- [DATA FOR THIS TASK]
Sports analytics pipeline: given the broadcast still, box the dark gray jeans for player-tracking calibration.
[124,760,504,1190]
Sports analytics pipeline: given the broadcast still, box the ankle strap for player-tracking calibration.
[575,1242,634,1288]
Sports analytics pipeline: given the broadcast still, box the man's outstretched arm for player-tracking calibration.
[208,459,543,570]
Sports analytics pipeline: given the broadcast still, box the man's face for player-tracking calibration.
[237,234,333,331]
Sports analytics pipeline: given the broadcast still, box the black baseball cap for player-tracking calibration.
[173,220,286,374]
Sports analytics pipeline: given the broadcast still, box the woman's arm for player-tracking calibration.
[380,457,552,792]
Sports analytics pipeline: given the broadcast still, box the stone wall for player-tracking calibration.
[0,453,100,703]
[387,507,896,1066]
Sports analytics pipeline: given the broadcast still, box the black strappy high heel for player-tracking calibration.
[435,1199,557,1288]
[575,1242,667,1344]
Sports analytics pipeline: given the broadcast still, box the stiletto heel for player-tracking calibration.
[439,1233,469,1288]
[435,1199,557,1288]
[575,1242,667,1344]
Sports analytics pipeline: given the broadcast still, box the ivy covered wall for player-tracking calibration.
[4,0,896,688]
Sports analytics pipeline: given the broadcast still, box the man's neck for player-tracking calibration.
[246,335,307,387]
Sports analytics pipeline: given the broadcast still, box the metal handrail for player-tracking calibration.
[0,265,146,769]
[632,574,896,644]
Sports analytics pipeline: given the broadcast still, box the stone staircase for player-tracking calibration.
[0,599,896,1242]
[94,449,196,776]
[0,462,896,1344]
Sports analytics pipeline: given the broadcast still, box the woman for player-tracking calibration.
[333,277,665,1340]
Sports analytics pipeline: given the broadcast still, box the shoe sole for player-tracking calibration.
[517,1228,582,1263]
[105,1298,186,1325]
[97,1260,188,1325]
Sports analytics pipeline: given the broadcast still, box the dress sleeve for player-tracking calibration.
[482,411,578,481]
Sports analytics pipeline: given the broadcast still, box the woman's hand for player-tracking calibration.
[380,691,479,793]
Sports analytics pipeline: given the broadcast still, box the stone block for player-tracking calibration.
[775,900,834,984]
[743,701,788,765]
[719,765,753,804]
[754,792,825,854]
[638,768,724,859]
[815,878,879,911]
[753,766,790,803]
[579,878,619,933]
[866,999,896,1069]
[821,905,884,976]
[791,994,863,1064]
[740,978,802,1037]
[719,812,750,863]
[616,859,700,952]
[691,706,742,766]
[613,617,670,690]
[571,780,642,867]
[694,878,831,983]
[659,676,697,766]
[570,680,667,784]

- [WRITTEN REQUEST]
Show each row above that includes the word "black", copying every such row in full.

- [COMPLETE RESPONSE]
Sports analytics pipeline: given the broadcast still, box the black baseball cap for player-tracking calibration.
Sports analytics pipeline: given the broadcast still, box the black strappy high heel for player-tracking calibration.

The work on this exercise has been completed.